Dominican burger recipe

Caribbean Spiced Chicken Burger on Dominican Bake (fried dough), with Stewed Spinach and Spicy Papaya Sauce
Ok folks, this is number 50!  Hard to believe, but we’ve already made 50 burger recipes together!  And it’s a doozy.  We’ll keep the intro short so that we can get right to the food.  The Commonwealth of Dominica is not to be confused with the Dominican Republic (although it’s another one of those that you have to be really careful researching that you are reading about the right place).  Dominica is South and East of Dominican Republic.  It’s a small island within the Lesser Antilles between Martinique and Guadeloupe.

courtesy of CIA World Factbook

Based on the pictures of the gorgeous beaches and amazing landscape, I’m pretty sure I’m going to need to travel here to really understand the cuisine, please make sure that you let the IRS know that this was super necessary 🙂  Dominica is volcanic and (according to Wikipedia) is the youngest island of the Lesser Antilles.

According to their own website, Dominica is “The Nature Island” and the Dominicans have worked to promote the island as a destination for eco-tourism.  Blah, blah, blah, let’s get to the food.  Dominicans like their food spicy, but not crazy hot.  They eat a lot of fish and a lot of chicken.  One of the local specialties is frog legs from the Giant Ditch Frog (called Mountain Chicken – cause frog legs do taste like chicken).  Due to over hunting the Giant Ditch Frog has become critically endangered, so we’re going to stick to chicken and pretend we’re eating frog legs.  (Btw, if you’re ever in Boston and get to eat at L’Espalier, if the chef is making frog legs, order them – I had them once there and it was one of the best dishes I have ever tasted).

### Set exercise 1
Using the recipe post, decide whether each statement agrees with it: (a) Dominica lies north and west of the Dominican Republic; (b) Dominicans like their food spicy but not extremely hot; (c) over hunting has made the Giant Ditch Frog critically endangered. Answer yes or no for each, quoting the words that decide it.
### Set exercise 2
According to the recipe post, which two islands is Dominica located between?

Object point labels

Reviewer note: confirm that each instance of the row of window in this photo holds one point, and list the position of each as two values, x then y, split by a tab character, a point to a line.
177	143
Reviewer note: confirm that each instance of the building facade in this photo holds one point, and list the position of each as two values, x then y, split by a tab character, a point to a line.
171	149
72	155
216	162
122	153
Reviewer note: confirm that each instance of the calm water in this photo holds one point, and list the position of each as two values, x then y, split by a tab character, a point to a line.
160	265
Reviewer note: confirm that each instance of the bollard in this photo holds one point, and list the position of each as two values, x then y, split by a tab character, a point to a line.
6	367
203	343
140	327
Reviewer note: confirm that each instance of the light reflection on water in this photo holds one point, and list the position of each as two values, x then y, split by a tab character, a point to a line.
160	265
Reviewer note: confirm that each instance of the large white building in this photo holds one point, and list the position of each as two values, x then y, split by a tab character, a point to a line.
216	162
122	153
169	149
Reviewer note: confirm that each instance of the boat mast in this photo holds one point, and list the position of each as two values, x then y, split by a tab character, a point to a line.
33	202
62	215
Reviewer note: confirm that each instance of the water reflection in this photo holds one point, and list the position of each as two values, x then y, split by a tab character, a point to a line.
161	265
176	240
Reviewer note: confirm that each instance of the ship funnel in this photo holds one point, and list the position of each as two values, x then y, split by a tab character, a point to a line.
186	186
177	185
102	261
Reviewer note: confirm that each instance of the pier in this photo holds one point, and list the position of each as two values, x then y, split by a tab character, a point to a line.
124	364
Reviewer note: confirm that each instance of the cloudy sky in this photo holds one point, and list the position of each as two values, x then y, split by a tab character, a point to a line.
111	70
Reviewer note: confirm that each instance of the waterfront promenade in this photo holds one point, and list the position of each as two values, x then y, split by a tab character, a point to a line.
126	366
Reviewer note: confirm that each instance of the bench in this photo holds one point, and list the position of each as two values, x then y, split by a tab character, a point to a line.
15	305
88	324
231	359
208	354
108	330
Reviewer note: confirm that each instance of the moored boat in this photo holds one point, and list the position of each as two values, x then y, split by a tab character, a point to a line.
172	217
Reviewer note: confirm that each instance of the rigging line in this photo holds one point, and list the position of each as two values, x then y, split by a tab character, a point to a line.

### Task solution 1
(a) No: "Dominica is South and East of Dominican Republic."
(b) Yes: "Dominicans like their food spicy, but not crazy hot."
(c) Yes: "Due to over hunting the Giant Ditch Frog has become critically endangered"

### Task solution 2
Martinique and Guadeloupe.